→ Activity
Give back exactly the lines of the entries below from the line with "Where can the barber chair be seen here?" to the line with "Target: rolled towel", inclusive, and only those.
:: Working data ::
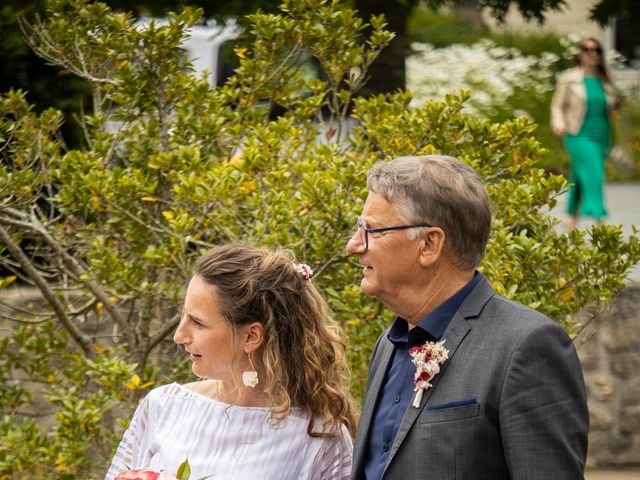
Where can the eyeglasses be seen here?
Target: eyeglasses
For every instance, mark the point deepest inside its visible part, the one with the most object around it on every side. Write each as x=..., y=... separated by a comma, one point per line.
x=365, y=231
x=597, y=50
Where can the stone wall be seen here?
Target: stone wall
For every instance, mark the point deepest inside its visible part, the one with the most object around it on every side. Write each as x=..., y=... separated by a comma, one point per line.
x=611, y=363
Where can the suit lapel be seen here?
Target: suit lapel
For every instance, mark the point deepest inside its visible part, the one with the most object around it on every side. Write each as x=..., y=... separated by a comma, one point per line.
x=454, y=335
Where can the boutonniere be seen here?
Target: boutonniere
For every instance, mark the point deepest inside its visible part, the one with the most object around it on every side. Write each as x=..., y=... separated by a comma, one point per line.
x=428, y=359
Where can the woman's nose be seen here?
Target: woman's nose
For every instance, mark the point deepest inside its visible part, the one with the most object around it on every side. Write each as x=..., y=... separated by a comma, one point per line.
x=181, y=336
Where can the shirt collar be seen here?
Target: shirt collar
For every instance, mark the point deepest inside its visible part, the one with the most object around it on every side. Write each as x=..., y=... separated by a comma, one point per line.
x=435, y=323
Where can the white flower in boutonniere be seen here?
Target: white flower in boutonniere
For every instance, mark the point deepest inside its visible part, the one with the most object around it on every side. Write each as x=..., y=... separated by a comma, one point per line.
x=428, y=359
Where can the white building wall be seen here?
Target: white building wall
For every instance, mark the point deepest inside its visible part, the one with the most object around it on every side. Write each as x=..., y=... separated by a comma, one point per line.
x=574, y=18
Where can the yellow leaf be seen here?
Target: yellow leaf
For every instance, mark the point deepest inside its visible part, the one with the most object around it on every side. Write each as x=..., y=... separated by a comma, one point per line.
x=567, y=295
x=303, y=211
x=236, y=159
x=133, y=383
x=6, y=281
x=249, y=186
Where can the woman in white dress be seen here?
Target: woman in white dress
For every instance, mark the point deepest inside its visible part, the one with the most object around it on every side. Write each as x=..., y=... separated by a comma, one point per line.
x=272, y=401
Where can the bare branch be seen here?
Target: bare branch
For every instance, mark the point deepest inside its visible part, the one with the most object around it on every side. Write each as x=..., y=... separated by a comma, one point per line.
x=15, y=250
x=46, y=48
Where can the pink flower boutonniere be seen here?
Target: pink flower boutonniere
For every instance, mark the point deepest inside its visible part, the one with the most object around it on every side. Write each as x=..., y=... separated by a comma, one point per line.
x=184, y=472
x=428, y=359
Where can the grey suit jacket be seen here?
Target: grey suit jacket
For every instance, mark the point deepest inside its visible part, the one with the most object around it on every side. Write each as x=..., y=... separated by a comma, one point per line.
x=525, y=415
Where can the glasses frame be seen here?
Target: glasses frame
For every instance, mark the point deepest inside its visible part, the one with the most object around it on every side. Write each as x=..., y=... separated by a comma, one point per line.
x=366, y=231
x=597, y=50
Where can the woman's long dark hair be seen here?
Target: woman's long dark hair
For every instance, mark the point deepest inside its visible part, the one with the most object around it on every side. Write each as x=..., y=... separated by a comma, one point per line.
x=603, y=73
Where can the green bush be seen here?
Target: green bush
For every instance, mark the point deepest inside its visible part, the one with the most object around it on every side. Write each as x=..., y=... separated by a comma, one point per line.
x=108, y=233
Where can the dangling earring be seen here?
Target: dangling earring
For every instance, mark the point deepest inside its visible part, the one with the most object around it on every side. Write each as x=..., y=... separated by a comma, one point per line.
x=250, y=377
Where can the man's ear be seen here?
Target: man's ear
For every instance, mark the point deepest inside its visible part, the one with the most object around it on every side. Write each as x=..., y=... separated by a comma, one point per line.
:::
:: Working data ::
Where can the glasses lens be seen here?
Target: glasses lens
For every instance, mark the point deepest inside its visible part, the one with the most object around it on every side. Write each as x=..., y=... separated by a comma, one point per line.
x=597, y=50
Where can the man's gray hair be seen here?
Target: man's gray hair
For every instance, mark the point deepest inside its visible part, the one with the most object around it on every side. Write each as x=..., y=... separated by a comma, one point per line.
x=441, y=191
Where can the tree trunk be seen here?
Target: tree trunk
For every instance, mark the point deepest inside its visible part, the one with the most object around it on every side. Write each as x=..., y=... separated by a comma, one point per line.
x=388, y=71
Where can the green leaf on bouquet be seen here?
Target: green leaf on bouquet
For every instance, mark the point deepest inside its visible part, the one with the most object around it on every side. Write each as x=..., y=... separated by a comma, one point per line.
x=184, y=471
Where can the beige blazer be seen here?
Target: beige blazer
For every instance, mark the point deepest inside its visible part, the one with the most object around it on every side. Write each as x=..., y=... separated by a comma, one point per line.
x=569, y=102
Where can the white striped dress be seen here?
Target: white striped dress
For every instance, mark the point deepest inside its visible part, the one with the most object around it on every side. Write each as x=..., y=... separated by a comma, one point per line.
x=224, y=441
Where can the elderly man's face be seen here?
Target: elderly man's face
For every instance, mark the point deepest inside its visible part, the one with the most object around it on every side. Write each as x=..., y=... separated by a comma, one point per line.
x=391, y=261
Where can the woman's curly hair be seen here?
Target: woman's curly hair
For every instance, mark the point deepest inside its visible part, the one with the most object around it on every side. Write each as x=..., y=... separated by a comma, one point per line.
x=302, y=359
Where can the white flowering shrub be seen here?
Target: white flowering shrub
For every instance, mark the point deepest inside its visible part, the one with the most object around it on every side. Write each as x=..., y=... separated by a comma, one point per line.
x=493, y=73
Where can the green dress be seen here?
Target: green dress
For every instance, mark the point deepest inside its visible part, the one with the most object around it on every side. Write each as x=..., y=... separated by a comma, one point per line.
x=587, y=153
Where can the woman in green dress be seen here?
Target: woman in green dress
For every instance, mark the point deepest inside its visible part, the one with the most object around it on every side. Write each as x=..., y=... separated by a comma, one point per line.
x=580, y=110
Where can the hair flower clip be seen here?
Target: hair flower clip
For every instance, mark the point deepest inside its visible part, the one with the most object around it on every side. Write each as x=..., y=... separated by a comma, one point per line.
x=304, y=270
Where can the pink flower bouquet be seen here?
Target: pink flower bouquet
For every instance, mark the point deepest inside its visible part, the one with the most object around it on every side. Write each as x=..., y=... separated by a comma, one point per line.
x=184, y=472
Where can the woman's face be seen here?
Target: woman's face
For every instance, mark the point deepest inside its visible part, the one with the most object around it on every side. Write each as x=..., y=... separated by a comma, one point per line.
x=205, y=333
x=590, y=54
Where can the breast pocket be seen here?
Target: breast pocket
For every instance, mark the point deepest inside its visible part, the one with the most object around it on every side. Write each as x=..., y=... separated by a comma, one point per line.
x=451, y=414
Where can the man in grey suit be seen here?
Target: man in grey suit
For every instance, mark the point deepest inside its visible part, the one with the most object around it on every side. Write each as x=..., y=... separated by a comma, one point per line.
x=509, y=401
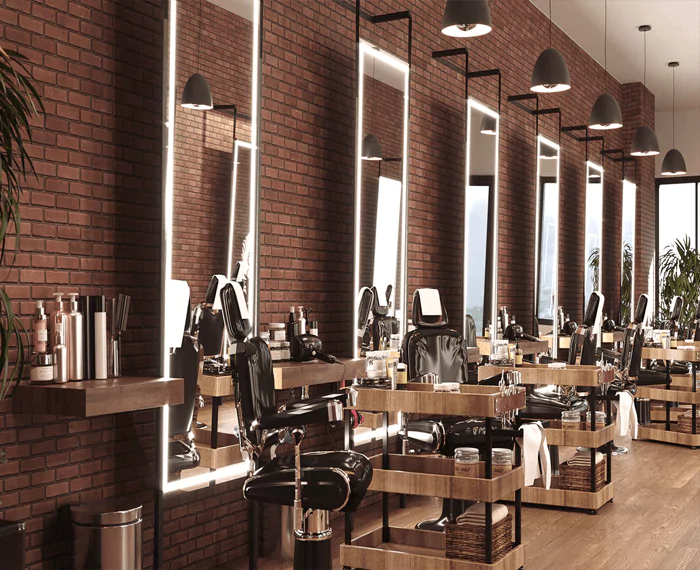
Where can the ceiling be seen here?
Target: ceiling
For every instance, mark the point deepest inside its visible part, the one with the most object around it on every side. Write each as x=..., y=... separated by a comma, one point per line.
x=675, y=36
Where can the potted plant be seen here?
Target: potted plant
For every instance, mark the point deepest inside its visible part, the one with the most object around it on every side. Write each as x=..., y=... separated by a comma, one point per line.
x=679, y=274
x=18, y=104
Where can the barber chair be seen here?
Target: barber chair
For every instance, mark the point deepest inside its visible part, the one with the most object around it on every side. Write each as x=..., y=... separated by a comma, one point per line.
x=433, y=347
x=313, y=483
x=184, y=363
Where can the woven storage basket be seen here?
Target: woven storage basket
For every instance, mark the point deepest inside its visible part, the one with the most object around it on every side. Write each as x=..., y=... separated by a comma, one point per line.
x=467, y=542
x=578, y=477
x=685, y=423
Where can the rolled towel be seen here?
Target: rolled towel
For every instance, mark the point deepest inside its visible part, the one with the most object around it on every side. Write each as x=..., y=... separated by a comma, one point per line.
:::
→ Task solution
Where can the barber chair be seen here?
Target: barber chair
For every instance, mark the point deepest inside its visible part, the one with the most object around it on every side. Write each as x=..., y=... separated by a comma, one point per line.
x=433, y=347
x=313, y=483
x=184, y=363
Where can the woven storage basket be seen here?
Target: woven storage basket
For every instance, mark the point deepest inside its visible part, the one with the most object around it on every side. Write each as x=..., y=... separated by a comma, one point per line.
x=467, y=542
x=578, y=477
x=685, y=423
Where can the rolled towel be seen here?
Target: rolled towel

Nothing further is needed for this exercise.